*HOW TO COMPLETE THIS TASK*.
Set down, exactly as written, every line from the one containing "blue sky in the given photograph." through the end of the listing.
____ RECORDS PROVIDED
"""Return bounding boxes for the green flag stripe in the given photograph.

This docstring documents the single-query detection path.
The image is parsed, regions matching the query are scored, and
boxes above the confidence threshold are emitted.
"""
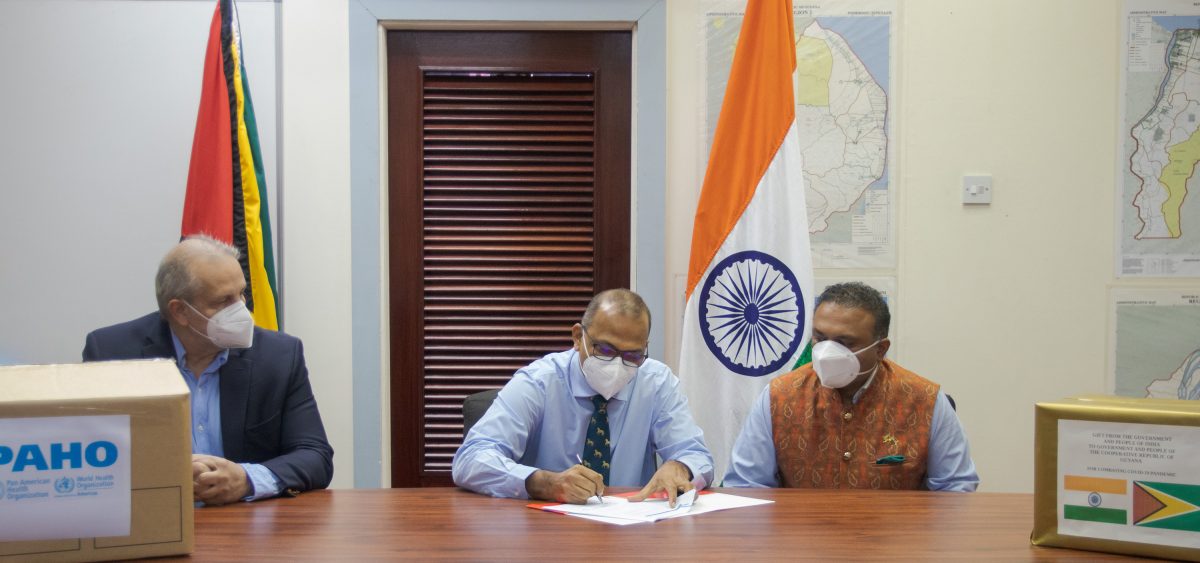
[1136,510,1200,532]
[1065,505,1127,524]
[791,340,813,370]
[240,70,279,306]
[1137,481,1200,506]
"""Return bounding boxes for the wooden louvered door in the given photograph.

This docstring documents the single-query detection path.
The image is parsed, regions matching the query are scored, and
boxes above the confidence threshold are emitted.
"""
[387,30,632,487]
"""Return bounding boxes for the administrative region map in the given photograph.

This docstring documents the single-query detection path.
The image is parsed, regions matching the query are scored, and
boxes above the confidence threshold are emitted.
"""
[1121,2,1200,276]
[1111,289,1200,400]
[703,0,896,268]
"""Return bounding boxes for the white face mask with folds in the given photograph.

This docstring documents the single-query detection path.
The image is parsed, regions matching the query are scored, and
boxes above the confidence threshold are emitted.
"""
[579,331,638,400]
[811,339,881,389]
[184,300,254,349]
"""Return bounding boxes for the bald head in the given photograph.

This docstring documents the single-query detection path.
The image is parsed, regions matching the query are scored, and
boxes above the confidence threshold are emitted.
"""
[581,288,651,331]
[155,235,241,315]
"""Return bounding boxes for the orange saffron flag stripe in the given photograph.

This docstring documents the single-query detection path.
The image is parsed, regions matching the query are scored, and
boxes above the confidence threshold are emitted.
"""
[1064,475,1127,495]
[685,0,798,299]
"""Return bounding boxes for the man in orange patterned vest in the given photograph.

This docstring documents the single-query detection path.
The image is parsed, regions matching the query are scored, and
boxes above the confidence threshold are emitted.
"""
[725,282,978,491]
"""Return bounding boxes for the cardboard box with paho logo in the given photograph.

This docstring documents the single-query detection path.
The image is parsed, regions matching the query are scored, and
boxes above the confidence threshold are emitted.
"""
[0,359,193,561]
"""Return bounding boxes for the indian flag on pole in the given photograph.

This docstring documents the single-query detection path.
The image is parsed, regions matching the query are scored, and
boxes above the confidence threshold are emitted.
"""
[678,0,814,482]
[182,0,279,330]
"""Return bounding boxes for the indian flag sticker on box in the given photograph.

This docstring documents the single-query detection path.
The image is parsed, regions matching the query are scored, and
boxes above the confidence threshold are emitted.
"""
[1063,475,1128,525]
[1058,419,1200,549]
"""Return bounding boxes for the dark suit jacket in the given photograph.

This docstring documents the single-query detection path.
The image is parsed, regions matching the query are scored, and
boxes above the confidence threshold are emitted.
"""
[82,312,334,495]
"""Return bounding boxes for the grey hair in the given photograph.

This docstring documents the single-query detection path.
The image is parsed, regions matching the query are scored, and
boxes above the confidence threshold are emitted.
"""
[581,288,651,331]
[816,282,890,340]
[155,235,240,315]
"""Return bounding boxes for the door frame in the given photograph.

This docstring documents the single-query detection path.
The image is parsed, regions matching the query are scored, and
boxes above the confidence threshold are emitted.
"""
[347,0,668,488]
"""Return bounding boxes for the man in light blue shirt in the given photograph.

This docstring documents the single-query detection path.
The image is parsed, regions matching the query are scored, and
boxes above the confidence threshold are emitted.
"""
[453,289,714,505]
[171,333,284,502]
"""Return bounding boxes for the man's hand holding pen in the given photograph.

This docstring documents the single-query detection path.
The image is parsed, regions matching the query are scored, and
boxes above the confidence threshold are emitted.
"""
[524,460,605,505]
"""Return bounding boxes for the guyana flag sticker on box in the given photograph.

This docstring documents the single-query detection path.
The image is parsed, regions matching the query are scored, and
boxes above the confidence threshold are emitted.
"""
[1033,395,1200,560]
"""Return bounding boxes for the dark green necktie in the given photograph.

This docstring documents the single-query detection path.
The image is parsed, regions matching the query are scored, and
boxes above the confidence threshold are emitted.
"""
[581,394,611,485]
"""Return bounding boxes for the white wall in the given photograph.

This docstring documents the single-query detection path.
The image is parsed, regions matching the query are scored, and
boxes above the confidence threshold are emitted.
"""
[0,0,278,365]
[279,0,354,489]
[898,2,1118,493]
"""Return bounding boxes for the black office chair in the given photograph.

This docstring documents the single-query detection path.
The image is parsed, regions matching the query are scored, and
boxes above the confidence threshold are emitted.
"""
[946,393,956,411]
[462,388,501,436]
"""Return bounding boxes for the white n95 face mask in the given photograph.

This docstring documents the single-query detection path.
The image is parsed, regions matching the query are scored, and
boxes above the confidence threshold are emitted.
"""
[580,332,638,400]
[185,300,254,349]
[812,339,881,389]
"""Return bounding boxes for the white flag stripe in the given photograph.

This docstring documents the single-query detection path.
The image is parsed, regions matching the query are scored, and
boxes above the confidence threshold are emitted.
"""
[1063,489,1130,512]
[680,122,813,481]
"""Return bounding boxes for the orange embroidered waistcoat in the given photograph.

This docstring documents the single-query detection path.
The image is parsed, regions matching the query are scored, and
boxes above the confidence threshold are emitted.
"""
[770,360,939,490]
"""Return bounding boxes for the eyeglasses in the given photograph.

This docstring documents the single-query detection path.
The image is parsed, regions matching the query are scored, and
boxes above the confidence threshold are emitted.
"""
[583,328,648,367]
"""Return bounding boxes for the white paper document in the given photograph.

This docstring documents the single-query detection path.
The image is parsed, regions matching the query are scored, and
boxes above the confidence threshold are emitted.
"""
[536,490,773,525]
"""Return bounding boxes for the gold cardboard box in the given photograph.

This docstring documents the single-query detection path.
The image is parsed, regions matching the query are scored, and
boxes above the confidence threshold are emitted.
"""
[0,360,193,562]
[1033,395,1200,561]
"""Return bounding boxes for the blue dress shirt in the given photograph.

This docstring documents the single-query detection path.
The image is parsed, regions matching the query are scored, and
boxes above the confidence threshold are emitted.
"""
[725,378,979,491]
[171,333,281,501]
[452,349,715,498]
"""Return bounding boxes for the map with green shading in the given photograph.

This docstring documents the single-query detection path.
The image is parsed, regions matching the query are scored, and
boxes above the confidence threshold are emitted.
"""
[1120,5,1200,276]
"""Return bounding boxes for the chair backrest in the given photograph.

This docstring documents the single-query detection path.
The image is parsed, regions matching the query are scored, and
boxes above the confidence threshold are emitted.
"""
[945,393,957,411]
[462,388,501,436]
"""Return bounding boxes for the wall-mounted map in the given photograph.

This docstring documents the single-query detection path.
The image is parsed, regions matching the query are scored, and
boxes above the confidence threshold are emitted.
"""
[1120,2,1200,276]
[1111,288,1200,400]
[702,0,896,268]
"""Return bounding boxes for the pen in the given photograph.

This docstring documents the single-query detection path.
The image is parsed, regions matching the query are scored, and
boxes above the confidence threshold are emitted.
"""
[575,454,604,503]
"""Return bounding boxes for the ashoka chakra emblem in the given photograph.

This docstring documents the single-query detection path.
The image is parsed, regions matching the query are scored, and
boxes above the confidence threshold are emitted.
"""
[699,250,805,377]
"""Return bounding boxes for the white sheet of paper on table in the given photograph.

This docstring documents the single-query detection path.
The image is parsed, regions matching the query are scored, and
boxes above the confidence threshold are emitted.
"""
[540,490,772,525]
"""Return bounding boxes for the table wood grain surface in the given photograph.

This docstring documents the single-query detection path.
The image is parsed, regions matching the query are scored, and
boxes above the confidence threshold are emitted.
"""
[166,487,1157,561]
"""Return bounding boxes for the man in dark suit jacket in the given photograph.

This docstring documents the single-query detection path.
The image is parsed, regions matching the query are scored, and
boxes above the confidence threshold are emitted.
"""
[83,236,333,505]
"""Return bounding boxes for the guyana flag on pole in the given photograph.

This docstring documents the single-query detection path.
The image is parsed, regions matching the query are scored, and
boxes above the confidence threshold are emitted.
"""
[182,0,279,330]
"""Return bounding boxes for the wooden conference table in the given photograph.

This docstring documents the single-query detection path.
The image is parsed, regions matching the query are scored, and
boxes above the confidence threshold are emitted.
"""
[176,487,1149,561]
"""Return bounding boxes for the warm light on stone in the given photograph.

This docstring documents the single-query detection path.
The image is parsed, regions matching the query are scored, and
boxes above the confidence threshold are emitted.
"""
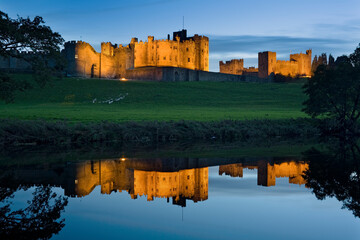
[63,29,209,79]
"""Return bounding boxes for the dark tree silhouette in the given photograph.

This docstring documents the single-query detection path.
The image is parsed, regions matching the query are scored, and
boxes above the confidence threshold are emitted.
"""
[0,184,68,240]
[0,11,64,103]
[303,44,360,136]
[303,142,360,218]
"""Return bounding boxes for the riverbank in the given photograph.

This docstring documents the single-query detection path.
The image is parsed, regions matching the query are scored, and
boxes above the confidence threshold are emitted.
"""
[0,118,319,148]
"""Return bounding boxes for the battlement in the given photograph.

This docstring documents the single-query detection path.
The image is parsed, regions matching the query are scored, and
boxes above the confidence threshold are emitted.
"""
[219,59,258,76]
[63,29,209,78]
[258,49,312,78]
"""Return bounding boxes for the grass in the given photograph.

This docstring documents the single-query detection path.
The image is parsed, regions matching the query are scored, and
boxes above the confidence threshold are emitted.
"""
[0,74,307,122]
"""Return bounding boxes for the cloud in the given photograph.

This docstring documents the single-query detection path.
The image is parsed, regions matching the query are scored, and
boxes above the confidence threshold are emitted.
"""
[208,35,358,71]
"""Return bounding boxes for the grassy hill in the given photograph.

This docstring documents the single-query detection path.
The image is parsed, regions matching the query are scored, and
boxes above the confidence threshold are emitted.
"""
[0,74,307,122]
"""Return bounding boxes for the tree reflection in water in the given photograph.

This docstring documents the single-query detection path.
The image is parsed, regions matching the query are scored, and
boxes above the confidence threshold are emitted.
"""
[303,141,360,218]
[0,180,68,240]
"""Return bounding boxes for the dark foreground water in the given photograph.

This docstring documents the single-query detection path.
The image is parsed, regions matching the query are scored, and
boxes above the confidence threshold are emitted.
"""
[1,144,359,239]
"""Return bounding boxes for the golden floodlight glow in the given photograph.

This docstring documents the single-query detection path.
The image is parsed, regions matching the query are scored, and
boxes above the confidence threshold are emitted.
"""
[121,158,126,161]
[120,78,127,81]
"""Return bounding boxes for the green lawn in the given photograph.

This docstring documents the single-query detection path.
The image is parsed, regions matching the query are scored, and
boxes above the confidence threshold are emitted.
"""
[0,75,307,122]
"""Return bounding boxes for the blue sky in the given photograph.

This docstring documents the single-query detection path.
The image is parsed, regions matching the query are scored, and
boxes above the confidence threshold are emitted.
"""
[2,0,360,71]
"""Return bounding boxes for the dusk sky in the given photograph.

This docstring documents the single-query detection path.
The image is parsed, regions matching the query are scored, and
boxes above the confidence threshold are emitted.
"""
[2,0,360,71]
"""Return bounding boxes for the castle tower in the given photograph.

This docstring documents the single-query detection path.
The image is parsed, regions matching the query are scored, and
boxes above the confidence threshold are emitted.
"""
________
*RESULT FOR THIS EXERCISE*.
"""Return bounding boxes for the blue sky in the given photograph.

This docstring documents the single-query detection path.
The image is parsed, regions matching the query are scored, and
boxes above the confidence threshold are emitted.
"""
[2,0,360,71]
"""Return bounding boxes for the dusk sky in the given photograph.

This docstring documents the single-query detection path.
The image is parsed, regions matching the query are scored, and
boxes above the confidence threshold are emitted.
"""
[2,0,360,71]
"""Return bounding boxes for the castle tower in the given photograph.

This docstring documents the single-query detection path.
The image is parsed, regions matching the query are scored, and
boxes above the confidence threshold are emitted.
"""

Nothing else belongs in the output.